Dataset records:
════════

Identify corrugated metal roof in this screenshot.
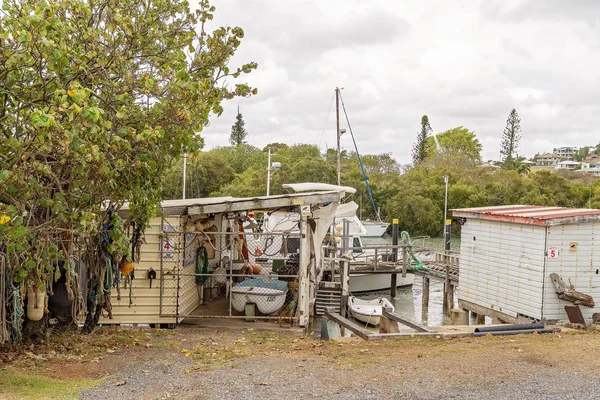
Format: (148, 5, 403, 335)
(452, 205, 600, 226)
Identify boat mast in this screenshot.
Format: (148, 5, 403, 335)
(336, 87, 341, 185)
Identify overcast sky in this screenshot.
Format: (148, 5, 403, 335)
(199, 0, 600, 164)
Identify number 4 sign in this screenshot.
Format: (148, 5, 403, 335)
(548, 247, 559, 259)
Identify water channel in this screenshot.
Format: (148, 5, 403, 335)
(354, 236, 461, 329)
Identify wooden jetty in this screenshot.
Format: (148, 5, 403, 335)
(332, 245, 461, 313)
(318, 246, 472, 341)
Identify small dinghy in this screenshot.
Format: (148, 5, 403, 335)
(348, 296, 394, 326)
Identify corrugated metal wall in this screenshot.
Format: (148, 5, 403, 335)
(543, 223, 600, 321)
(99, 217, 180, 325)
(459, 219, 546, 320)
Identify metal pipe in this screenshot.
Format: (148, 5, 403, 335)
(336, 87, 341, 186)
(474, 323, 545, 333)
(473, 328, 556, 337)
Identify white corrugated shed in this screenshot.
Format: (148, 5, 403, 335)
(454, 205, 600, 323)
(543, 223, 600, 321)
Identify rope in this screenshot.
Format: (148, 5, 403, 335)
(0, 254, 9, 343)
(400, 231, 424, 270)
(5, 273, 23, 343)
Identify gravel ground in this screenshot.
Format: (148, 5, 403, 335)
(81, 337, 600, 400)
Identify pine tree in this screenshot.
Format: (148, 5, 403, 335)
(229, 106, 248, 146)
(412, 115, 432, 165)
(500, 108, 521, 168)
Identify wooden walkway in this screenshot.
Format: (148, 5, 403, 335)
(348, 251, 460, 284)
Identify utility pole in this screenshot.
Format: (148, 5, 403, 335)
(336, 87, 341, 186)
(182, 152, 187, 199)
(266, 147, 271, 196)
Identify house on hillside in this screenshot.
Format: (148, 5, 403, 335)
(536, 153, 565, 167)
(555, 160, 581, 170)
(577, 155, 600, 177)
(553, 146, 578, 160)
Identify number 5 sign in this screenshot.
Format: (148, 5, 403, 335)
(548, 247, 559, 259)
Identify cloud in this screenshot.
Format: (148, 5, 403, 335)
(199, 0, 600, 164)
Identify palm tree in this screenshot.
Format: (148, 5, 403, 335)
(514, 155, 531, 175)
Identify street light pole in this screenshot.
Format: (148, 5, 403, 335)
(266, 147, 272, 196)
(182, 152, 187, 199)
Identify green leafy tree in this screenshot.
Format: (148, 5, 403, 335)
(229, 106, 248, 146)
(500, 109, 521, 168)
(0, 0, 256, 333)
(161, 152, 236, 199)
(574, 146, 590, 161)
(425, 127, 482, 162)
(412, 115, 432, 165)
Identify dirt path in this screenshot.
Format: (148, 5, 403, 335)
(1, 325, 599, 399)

════════

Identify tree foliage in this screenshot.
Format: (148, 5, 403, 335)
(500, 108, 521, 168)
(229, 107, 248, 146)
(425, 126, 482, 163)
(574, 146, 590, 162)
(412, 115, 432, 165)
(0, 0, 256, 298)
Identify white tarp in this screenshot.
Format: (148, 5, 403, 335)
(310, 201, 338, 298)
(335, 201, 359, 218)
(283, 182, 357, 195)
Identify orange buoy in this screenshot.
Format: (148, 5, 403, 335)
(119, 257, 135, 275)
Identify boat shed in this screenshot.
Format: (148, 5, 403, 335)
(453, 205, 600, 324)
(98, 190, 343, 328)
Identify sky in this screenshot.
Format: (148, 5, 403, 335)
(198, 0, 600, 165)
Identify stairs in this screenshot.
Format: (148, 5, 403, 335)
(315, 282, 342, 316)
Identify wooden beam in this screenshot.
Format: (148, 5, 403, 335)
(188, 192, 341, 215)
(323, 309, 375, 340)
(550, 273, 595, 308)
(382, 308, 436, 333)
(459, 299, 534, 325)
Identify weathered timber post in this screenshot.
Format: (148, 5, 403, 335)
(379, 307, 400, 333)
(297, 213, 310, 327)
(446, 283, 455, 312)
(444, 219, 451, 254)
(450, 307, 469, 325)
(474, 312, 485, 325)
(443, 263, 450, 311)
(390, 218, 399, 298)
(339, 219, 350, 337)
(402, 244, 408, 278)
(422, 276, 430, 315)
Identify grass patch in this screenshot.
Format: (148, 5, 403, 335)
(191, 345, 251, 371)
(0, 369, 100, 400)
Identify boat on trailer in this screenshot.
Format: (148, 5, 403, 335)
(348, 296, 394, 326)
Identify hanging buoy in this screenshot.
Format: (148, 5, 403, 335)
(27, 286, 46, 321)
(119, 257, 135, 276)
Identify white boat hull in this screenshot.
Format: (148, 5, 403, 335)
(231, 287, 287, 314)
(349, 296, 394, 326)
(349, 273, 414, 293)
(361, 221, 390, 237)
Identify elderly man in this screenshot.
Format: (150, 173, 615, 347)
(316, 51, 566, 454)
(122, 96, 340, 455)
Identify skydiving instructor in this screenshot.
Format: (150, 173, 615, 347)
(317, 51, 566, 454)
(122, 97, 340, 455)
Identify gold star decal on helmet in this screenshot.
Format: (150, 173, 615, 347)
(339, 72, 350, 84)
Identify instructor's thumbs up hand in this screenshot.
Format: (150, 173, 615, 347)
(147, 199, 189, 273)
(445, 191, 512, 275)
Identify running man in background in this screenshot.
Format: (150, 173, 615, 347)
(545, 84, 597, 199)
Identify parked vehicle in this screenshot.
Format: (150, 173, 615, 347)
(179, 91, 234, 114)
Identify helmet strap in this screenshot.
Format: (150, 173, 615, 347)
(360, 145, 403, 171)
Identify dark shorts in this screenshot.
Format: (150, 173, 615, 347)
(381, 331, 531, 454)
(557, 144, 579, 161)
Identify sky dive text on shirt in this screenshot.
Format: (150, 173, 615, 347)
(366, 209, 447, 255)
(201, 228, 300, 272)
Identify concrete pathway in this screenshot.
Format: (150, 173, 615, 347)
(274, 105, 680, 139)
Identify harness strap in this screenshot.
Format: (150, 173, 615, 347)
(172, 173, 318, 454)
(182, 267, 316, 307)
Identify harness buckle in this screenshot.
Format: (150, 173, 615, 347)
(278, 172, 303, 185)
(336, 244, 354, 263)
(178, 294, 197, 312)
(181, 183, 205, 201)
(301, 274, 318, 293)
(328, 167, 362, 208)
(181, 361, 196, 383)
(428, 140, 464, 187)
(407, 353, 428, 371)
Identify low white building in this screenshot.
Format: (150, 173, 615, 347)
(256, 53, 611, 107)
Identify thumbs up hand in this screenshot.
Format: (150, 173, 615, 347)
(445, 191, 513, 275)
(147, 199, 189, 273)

════════

Task description: From the data above, copy each line with the string "hand" in it.

Result of this exercise:
Identify instructor's thumbs up hand in this screenshot.
Identify thumbs up hand in this screenshot.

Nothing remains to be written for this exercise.